WHAT YOU HAVE TO DO — Resume the North Korea op-ed from where it stops, before the records that follow it.

Advertisement

North Korea Hints at Change, but U.S. Isn’t Paying Attention : A year after a nuclear deal defused a crisis, the world’s most secretive society is opening its door even as Washington still dwells on the nuke threat.

Share
<i> Robert A. Manning, a senior fellow at the Progressive Policy Institute, was a State Department policy adviser from 1989-93</i>

The White House spin-meisters proudly cite it as yet another foreign-policy success: a dangerous nuclear wanna-be was stopped in its tracks. But one year after a controversial U.S.-North Korea deal, Washington is caught between skeptical Republicans and a Pyongyang still haggling, amid blustery threats, over details. As if to offer a reality check, North Korean infiltrators were twice captured by South Korea in recent weeks, which serves as a reminder that the heavily armed and divided Korean Peninsula remains one of the world’s flash points.

The contrast between these two events--the possibilities of diplomacy ending the nuclear threat and opening the door to North-South reconciliation, on the one hand, and the subversion dramatizing the continued military confrontation, on the other--illuminates both the promise and the perils of the Korean predicament. Perhaps most important, the infiltration episodes, as well as certain developments inside North Korea, dramatize why it is a grave mistake to define the nuclear-proliferation threat as the issue, rather than as part of a larger regional problem of Korean reunification.

The October, 1994 Agreed Framework was a political bargain. North Korea immediately froze its nuclear-weapons program in exchange for two light-water nuclear reactors, heavy oil and improved relations with the United States. South Korea and Japan agreed to pay the bulk of the cost of the $4.5-billion reactor project.

Advertisement

Still, resolution of the issue that triggered the crisis--North Korea’s refusal to allow the International Atomic Energy Agency (IAEA) to investigate its past nuclear activities to determine how much plutonium it had reprocessed--remains uncertain. Under the accord, the North promised to allow IAEA inspectors to examine its nuclear past before key components of the new nuclear reactors would be delivered about four years from now. Critics of the agreement charged that it propped up a failing totalitarian regime that has rarely met its commitments, and got too little in return.

PROVIDED INFORMATION —

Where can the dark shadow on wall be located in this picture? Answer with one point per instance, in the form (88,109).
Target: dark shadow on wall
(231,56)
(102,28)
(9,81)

TASK ANSWER —
Despite its flaws, the nuclear accord did halt a drift toward war and prevented North Korea from reprocessing spent fuel rods containing enough plutonium to make about five nuclear bombs. It not only closed down Pyongyang’s reprocessing facility, but stopped construction of two large graphite reactors, which, if completed, could have produced enough plutonium to manufacture 30 bombs a year. Moreover, the accord generated larger hopes that a “soft landing”--peaceful reconciliation leading to a unified Korea--might be possible.

But the signals from North Korea have been ambiguous, at best. Agreement on a contract to actually start the reactor project remains elusive. In high-level talks still under way in New York between North Korea and the Korea Energy Development Organization, a consortium set up by the United States to manage the project, Pyongyang has tried to bid up the price, seeking additional aid. Curiously, however, after threatening to walk out on several occasions, North Korean negotiators have backed off their demand.

Pyongyang’s new-found humility shouldn’t be too surprising, though. North Korea is in desperate shape and has no good choices. Fifteen months after the death of Kim Il Sung, who ruled for half a century, there is no formal head of state. His son, Kim Jong Il, who is rarely seen in public, is de facto leader, though he commands less authority than his father. The country has endured five years of negative economic growth, while both Russia and China have distanced themselves from the North and cultivated ties to South Korea. Earlier this month, Moscow formally announced it would scrap its security treaty with Pyongyang when it expires next year. To top it off, North Korea has suffered through horrible floods affecting 5 million people, 20% of its population.

Still, these circumstances have produced some intriguing hints of change in North Korea’s outlook. The floods have forced Pyongyang to publicly beg for food. Japan and South Korea are providing more than 600,000 tons of rice. At the same time, North Korean officials are globe-trotting to recruit foreign investment in Chinese-type special economic zones. They even floated the idea that they might set up a stock market in one of the zones. And though they stiff the South Korean government, they are signing new deals with South Korean companies. In a remarkable turn of events for the world’s most secretive society, one deal will allow 13 South Korean businessmen to live in the port city of Nampo. No less astonishing, senior North Korean officials recently told a visiting American that they would not oppose the presence of U.S. troops in the South once a peace treaty was signed.

Few are optimistic that Pyongyang’s belated efforts to lure foreign investment will succeed. It has yet to allow any internal market reforms, as China and Vietnam did; it lacks a legal system, and in the economically dynamic Pacific Rim, it faces enormous competition. A handful of U.S. companies have begun to explore possibilities, despite a U.S. trade embargo. In the end, however, only South Korea is likely to jump at the chance of large-scale economic involvement in the North, which would require a major political breakthrough.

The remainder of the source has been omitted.